PROBLEM REQUIREMENTS:
Restate word for word the lines from the one containing "pile of soil" through the end of the listing below, with both ends included.

THE RECORDS:

******************************

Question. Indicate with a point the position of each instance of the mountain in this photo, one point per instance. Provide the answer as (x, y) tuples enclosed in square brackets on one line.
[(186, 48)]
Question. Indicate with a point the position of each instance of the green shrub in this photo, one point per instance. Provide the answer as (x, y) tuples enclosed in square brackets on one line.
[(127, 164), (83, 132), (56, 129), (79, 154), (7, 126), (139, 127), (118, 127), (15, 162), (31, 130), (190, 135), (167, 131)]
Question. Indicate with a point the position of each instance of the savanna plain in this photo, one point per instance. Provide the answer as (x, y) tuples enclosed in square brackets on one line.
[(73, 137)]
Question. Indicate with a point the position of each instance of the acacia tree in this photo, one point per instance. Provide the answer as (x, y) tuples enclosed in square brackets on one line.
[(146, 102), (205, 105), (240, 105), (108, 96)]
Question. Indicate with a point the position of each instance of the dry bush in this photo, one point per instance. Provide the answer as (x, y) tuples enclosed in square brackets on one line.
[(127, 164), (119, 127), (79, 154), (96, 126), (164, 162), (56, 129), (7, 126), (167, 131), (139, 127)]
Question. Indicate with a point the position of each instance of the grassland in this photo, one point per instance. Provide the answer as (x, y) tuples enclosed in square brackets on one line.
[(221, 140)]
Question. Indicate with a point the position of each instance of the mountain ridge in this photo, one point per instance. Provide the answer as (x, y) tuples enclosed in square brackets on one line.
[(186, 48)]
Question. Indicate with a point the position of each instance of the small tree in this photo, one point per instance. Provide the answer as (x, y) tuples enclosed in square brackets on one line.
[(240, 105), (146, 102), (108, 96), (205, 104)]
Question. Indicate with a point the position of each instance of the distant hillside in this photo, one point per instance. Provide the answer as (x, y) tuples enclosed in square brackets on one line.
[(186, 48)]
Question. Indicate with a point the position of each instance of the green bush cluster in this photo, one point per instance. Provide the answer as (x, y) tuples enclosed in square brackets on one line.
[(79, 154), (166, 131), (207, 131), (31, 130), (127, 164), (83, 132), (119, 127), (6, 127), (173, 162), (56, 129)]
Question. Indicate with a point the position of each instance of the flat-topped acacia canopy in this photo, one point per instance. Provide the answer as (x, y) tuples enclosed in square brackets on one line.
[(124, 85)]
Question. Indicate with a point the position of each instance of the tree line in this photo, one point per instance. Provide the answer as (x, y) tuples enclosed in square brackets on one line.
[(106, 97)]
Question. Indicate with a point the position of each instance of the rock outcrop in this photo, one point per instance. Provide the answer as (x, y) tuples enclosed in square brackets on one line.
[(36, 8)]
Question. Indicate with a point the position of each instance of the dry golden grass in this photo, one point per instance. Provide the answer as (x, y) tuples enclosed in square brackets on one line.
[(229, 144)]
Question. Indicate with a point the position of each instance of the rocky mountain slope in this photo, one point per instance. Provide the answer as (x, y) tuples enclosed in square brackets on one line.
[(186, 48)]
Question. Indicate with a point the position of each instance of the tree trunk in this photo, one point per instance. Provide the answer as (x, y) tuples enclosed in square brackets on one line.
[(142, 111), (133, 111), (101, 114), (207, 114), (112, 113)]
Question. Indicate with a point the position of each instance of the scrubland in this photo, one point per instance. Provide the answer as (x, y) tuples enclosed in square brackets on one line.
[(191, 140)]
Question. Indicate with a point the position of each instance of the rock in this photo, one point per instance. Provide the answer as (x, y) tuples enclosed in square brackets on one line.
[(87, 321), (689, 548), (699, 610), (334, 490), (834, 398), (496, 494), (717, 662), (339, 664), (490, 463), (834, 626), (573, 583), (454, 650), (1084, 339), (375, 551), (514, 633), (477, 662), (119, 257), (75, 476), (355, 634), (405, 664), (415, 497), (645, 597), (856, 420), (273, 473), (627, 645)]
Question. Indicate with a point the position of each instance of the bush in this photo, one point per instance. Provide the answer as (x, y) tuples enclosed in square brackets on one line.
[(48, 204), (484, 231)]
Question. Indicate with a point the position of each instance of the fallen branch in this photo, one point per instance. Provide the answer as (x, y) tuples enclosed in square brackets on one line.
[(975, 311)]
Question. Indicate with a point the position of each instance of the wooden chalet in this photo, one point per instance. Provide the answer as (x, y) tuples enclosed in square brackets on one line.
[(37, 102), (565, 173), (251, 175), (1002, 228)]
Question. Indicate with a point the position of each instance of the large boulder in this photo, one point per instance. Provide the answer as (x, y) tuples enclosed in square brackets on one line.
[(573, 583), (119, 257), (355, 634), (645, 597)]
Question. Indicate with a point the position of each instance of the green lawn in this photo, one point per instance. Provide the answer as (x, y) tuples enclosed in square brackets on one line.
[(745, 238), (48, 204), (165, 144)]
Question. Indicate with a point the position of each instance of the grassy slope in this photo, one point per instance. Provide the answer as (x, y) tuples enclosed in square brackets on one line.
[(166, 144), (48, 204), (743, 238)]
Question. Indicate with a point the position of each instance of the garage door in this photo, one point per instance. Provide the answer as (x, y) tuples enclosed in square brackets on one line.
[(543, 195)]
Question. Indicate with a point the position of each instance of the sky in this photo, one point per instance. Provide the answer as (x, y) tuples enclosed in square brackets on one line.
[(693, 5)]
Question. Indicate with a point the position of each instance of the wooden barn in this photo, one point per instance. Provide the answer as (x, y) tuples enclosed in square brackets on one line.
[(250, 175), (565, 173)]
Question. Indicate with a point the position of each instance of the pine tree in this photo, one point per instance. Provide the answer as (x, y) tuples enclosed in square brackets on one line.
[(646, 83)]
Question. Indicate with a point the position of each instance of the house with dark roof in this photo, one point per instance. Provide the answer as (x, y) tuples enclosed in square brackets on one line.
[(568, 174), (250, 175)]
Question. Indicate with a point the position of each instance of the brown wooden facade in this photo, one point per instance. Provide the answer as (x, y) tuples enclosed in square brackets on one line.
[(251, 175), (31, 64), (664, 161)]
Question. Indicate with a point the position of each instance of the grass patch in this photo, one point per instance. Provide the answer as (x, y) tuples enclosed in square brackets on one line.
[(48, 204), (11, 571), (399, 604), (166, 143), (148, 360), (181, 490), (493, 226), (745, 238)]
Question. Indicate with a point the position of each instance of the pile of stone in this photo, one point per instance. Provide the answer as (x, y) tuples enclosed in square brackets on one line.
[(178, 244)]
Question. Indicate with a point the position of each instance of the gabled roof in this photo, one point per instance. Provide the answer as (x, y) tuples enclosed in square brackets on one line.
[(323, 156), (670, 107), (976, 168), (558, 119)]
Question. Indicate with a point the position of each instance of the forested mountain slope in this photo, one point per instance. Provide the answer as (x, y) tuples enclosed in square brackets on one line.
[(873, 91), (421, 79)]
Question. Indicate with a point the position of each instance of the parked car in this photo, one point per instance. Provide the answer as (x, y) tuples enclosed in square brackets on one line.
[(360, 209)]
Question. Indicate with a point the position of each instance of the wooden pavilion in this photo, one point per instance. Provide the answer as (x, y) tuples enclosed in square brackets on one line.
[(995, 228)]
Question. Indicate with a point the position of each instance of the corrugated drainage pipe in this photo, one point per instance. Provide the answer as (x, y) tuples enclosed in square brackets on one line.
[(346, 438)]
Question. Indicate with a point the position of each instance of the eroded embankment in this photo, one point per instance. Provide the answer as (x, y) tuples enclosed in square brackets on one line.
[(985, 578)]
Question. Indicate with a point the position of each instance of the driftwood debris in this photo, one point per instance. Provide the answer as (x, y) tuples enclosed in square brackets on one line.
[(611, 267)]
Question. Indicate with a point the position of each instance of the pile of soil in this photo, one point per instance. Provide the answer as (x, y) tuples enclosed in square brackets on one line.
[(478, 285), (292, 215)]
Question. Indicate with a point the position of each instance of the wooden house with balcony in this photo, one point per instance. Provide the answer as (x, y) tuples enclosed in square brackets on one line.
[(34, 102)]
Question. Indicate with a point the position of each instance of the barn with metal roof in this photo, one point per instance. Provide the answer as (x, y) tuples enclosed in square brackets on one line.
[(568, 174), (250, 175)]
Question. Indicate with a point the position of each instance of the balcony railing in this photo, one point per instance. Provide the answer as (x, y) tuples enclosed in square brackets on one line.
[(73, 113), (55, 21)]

******************************

RESPONSE TO THIS TASK:
Question. Indicate with a point the position of each instance of the pile of soil in this photo, one point per instance. Provide the answer as (x, y) tuples enclosed in square brackets on one line.
[(478, 285), (292, 215)]
Question. Indicate with a point the position of each instance of the wooden house with balcony in this photo, one point per instance. Provide the answer as (x, y) tuples enclosed in square brackets on one line.
[(34, 102)]
Question. Indicate with a point the position of each instance of the barn with metal roof in this photo, one point per instance. Provide the answer as (x, y) tuples enclosed in square brackets on one line.
[(568, 174), (250, 175)]
Question. Indicate with a point the position of each instance of the balcony railing in this photo, one point per instance. Provide the answer as (x, y) tuples enclosed in square brackets on one line.
[(73, 113), (55, 21)]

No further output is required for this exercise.